Given exercise: Copy the cycling forum thread from "Hope you get" to "(28 Aug 2015)", replacing "Old Skool" with "old school".

==== Passage provided

# The Fairies Half Fall Faff



## Nigel182 (25 Aug 2015)

Trying to get my Audax Mojo back and signed up for the 100km starting near Ashford in Kent in Late September.
Only managed 2 others but they were both 200km's and think I may have overstretched so restarting small and working back up.


----------



## ianrauk (25 Aug 2015)

Nigel182 said:


> Trying to get my Audax Mojo back and signed up for the 100km starting near Ashford in Kent in Late September.
> Only managed 2 others but they were both 200km's and think I may have overstretched so restarting small and working back up.




I'll be doing that one Nige.. so see you there.


----------



## martint235 (25 Aug 2015)

How far is it to cycle to Bethersden again?


----------



## ianrauk (25 Aug 2015)

martint235 said:


> How far is it to cycle to Bethersden again?




5 miles or so short of Ashford
I was thinking of riding down, do the 100 and see how it goes for time. Either ride back or train it from Ashford.


----------



## martint235 (25 Aug 2015)

Was just going to enter but it appears it's a cheque in the post jobbie. Website failed at work anyway. Will have another look later.


----------



## ianrauk (25 Aug 2015)

martint235 said:


> Was just going to enter but it appears it's a cheque in the post jobbie. Website failed at work anyway. Will have another look later.




Oh well. I don't own a cheque book so that's me out if they can't accept paypal or cards.
There's no contact details either.


----------



## Nigel182 (25 Aug 2015)

ianrauk said:


> I'll be doing that one Nige.. so see you there.



Hope you get Payment details sorted
I'm Old Skool got a Cheque Book but when it's used up Bank can't give me another one


----------



## ianrauk (28 Aug 2015)

========
==== Record extracts

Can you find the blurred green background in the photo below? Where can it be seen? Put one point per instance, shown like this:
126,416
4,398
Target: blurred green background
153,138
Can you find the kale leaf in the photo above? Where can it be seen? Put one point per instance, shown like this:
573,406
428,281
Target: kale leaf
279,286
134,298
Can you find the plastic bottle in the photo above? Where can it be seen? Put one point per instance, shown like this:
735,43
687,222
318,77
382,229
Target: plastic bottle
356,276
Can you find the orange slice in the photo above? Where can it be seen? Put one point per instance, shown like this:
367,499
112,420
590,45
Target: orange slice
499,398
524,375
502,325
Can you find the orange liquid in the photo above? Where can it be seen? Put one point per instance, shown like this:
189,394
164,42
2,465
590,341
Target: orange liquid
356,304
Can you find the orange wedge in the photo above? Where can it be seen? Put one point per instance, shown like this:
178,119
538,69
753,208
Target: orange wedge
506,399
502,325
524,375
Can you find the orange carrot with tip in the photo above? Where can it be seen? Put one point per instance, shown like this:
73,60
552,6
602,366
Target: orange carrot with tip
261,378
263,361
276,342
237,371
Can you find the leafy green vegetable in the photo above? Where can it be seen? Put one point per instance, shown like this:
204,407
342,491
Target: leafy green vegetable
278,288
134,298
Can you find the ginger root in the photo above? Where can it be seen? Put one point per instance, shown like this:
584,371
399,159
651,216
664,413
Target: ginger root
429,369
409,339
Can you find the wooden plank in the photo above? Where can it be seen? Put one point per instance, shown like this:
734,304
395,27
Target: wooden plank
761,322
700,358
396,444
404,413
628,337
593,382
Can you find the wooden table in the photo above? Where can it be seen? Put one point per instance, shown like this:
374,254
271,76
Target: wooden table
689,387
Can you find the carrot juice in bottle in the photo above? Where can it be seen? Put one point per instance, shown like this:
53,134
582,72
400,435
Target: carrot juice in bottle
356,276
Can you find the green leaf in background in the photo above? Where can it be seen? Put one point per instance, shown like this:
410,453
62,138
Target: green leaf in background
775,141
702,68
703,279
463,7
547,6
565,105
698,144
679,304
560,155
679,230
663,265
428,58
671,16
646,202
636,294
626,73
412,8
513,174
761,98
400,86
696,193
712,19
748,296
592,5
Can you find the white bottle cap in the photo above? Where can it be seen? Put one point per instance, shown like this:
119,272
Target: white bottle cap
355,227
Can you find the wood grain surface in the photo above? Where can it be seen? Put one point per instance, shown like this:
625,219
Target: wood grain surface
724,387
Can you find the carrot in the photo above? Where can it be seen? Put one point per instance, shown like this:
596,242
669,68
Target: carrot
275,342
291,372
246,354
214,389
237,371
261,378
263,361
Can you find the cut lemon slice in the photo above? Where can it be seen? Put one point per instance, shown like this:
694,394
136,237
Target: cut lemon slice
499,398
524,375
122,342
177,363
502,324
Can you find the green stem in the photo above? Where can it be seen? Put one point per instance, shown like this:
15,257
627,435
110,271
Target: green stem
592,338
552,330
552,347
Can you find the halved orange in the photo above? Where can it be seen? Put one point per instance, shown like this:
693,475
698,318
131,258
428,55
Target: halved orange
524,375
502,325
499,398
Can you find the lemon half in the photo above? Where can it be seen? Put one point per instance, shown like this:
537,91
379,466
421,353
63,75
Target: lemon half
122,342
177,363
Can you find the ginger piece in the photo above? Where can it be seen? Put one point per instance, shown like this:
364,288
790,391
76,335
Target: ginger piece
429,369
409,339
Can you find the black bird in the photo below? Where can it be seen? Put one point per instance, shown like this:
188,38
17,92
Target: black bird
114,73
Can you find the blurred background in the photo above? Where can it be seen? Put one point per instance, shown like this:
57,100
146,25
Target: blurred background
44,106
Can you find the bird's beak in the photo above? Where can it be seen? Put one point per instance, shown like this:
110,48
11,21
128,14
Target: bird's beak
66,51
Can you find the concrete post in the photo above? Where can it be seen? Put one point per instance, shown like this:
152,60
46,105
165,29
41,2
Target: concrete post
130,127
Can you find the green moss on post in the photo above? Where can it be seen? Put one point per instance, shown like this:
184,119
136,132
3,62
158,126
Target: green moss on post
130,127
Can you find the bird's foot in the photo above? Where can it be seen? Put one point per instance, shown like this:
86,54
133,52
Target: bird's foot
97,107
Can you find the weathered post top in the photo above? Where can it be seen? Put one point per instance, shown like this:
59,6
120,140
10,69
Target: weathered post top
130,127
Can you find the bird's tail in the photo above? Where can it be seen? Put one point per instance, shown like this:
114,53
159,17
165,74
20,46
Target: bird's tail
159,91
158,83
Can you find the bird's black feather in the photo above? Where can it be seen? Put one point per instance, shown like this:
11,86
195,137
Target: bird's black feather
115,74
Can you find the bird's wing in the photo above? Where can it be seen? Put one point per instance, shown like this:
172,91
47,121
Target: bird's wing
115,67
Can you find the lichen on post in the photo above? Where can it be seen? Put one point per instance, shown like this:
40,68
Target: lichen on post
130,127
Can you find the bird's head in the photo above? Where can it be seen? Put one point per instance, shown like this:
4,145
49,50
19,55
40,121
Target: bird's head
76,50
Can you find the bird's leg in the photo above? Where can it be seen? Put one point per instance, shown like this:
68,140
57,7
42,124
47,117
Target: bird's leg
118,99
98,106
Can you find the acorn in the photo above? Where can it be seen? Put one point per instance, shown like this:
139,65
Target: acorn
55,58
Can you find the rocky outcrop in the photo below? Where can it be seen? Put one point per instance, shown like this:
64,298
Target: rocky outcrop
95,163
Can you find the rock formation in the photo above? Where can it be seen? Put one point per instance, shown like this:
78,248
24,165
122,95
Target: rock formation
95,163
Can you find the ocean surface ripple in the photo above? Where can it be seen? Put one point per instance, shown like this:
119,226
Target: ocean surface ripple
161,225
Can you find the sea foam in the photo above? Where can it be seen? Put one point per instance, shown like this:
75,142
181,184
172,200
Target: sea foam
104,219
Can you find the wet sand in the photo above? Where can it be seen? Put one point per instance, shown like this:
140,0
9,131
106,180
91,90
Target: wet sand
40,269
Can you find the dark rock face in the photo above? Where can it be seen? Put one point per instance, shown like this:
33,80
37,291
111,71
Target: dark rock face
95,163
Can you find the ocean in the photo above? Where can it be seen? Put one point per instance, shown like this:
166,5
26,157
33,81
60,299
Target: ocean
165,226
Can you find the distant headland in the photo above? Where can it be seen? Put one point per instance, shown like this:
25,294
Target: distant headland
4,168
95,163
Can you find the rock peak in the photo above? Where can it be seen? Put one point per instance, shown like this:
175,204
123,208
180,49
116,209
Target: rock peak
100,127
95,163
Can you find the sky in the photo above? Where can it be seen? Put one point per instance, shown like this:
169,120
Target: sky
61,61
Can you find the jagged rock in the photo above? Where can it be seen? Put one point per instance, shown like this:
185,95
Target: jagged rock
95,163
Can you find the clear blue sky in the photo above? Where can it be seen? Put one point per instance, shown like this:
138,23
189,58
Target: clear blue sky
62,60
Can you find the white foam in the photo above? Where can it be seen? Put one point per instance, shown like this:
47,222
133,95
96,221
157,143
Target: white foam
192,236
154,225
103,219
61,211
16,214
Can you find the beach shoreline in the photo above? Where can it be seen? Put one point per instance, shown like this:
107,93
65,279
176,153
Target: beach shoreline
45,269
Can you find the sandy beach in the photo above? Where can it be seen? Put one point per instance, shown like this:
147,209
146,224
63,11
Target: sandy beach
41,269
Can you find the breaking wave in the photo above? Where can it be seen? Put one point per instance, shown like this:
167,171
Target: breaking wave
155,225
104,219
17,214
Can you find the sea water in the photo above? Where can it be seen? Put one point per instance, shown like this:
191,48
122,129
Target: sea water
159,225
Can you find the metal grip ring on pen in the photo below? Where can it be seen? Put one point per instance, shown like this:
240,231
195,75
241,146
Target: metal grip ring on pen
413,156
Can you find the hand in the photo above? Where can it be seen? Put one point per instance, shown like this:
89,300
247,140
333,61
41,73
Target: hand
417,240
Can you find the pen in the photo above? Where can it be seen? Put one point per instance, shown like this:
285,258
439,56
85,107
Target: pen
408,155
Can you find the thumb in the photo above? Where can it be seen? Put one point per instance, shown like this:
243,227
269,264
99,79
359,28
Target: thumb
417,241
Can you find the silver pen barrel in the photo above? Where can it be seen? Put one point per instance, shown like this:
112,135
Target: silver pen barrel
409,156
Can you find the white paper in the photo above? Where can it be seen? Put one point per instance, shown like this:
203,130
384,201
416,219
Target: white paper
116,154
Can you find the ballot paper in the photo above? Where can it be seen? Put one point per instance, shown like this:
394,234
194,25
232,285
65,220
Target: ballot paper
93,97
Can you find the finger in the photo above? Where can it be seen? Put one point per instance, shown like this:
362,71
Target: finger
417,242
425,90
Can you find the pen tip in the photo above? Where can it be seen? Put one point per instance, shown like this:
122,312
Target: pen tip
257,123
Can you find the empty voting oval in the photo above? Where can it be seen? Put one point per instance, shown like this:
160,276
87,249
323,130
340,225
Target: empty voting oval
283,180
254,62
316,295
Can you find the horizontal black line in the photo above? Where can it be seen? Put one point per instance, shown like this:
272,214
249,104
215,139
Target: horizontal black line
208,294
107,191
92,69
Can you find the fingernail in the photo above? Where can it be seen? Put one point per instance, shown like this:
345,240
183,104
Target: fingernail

========

Response below:
Hope you get Payment details sorted
I'm old school got a Cheque Book but when it's used up Bank can't give me another one


----------



## ianrauk (28 Aug 2015)